#### [Vorliegender Text]
========================================
Wissen2020-09-07T18:42:40+02:00
Beten oder Betteln

Eine Ausführung zum Thema Beten

 

        Devo jaanaati yaddeyam

         Tanmaa yaachasva kinchana

         Varam labdhvaa tu tandraavaan

         Ushtrah praanair-vimochitah

 

(Bedeutung: Der allmächtige Gott weiss was du brauchst. Darum, bettle nicht um irgendetwas. Das faule Kamel verlor sein Leben, obwohl es ein grosses Geschenk erhalten hatte.)

 

Vor langer Zeit lebte einmal ein König, der bekannt war für seine Hingabe an Gott. Er war sehr pünktlich im einhalten seiner Gebetszeiten.

 

Eines Tages ging er in den Wald, um zu jagen. Die Jagd dauerte den ganzen Tag und es kam die Zeit des Sonnenuntergangs. Es ist Zeit zu beten, erinnerte er sich. Er befahl seinen Begleitern, etwas abseits eine Absperrkette zu bilden, damit er seine Gebete in Ruhe verrichten konnte. Er wählte einen gewissen Ort aus und setzte sich, um zu beten. Er legte sein offenes Schwert neben sich. Er begann sein Abendgebet.

"Oh allmächtiger Gott! Du bist allmächtig, allgegenwärtig und voller Erbarmen. Bitte beschütze mich, bitte beschütze meine Familie. Bitte zerstöre meine Feinde. Bitte segne mich, dass ich mein Königreich vergrössern kann."

Mit geschlossenen Augen wiederholte er wieder und wieder das gleiche Gebet. Plötzlich kam ein Kaninchen gerannt. Das Kaninchen hatte irgendwie die Absperrkette durchbrochen. Es setzte sich neben den König und kratzte an seinem Fuss.

Die Konzentration des Königs wurde gestört. Aergerlich öffnete er seine Augen und sah das kleine Kaninchen. Er wurde wütend.
========================================
#### [Datensatz]

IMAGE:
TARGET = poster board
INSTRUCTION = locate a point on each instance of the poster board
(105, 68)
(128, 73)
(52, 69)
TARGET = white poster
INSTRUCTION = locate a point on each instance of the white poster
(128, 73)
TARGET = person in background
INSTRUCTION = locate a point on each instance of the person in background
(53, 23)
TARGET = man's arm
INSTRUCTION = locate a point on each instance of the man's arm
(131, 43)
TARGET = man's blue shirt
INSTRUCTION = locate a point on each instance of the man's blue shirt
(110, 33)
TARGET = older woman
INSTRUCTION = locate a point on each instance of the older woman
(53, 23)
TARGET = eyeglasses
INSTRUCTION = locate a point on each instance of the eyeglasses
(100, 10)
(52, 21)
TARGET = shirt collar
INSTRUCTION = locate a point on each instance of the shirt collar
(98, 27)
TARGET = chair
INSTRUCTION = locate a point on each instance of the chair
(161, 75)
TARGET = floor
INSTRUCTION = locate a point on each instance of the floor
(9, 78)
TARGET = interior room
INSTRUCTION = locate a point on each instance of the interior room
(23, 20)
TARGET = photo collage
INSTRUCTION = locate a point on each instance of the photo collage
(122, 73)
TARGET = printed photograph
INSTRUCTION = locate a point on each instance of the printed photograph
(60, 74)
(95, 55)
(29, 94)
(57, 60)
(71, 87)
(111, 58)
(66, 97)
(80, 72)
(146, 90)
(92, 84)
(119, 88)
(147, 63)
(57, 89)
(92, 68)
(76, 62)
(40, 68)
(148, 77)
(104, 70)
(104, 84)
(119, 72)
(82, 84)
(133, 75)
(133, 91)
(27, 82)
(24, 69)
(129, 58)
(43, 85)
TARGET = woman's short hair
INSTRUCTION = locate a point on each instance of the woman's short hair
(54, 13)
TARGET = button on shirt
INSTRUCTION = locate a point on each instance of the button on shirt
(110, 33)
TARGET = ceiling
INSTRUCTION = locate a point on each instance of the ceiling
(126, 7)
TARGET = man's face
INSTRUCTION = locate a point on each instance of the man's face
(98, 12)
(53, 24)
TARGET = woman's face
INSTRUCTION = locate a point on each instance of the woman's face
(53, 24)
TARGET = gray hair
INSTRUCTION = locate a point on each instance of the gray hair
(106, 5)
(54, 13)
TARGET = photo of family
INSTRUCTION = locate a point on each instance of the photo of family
========================================
#### [Zu erledigende Aufgaben]
(1) Zitiere aus dem Text über das Beten den Abschnitt, der mit den Worten „Eines Tages ging“ beginnt und mit „an seinem Fuss.“ endet.
(2) Fasse den Text über das Beten in zwei Sätzen zusammen.
(3) Schreibe, wie der Text über das Beten nach seinem letzten Satz weitergeht.
Die Einträge spielen dafür keine Rolle.

#### [Antworten]
(1)
Eines Tages ging er in den Wald, um zu jagen. Die Jagd dauerte den ganzen Tag und es kam die Zeit des Sonnenuntergangs. Es ist Zeit zu beten, erinnerte er sich. Er befahl seinen Begleitern, etwas abseits eine Absperrkette zu bilden, damit er seine Gebete in Ruhe verrichten konnte. Er wählte einen gewissen Ort aus und setzte sich, um zu beten. Er legte sein offenes Schwert neben sich. Er begann sein Abendgebet.

"Oh allmächtiger Gott! Du bist allmächtig, allgegenwärtig und voller Erbarmen. Bitte beschütze mich, bitte beschütze meine Familie. Bitte zerstöre meine Feinde. Bitte segne mich, dass ich mein Königreich vergrössern kann."

Mit geschlossenen Augen wiederholte er wieder und wieder das gleiche Gebet. Plötzlich kam ein Kaninchen gerannt. Das Kaninchen hatte irgendwie die Absperrkette durchbrochen. Es setzte sich neben den König und kratzte an seinem Fuss.

(2) Ein König, der für seine Hingabe an Gott und seine pünktlichen Gebetszeiten bekannt war, setzte sich nach einem Jagdtag im Wald bei Sonnenuntergang zum Gebet nieder und bat Gott immer wieder um Schutz für sich und seine Familie, um die Vernichtung seiner Feinde und um ein größeres Königreich. Da durchbrach ein Kaninchen die Absperrkette seiner Begleiter und kratzte an seinem Fuß, was seine Konzentration störte und ihn wütend machte.

(3)
Unwillkürlich nahm er das Schwert und warf es gegen das Kaninchen. Das kleine Kaninchen entkam und sprang auf des Königs Schoss. Das Schwert blieb in einiger Entfernung im Boden stecken. Das Kaninchen sprang von des Königs Schoss auf den Griff des Schwerts und setzte sich majestätisch darauf. Es konnte nicht aufhören, darüber zu kichern, was gerade geschehen war. Der König brannte vor Wut. Das Kaninchen hörte schliesslich auf zu kichern und begann, mit menschlicher Stimme zu sprechen.

 

Kaninchen: König! Ich hatte gedacht, dass du sehr tapfer seiest. Du konntest nicht einmal ein Kaninchen töten!

König: Er fühlte sich beleidigt, war wütend und blieb stumm.

Kaninchen: Es ist OK, wenn du nicht tapfer bist, aber hättest du nicht wenigstens mitleidsvoll sein sollen? Musstest du eine derart grosse Waffe nach einem kleinen Kaninchen werfen?

König: Wir gebrauchen auch einen dicken Knüppel, um eine kleine Schlange zu töten. Es ist unsere Gewohnheit.

Kaninchen: Ah! Ich verstehe jetzt. Ein dicker Knüppel für eine kleine Schlange, ein grosses Schwert für ein Kaninchen. Wie mitleidsvoll! Schliesslich bist du ein grosser Verehrer dieses mitleidsvollen Gottes!

König: Sei still! Wage nicht, so leichtfertig über Gott zu sprechen! Er ist das Mitgefühl in Person.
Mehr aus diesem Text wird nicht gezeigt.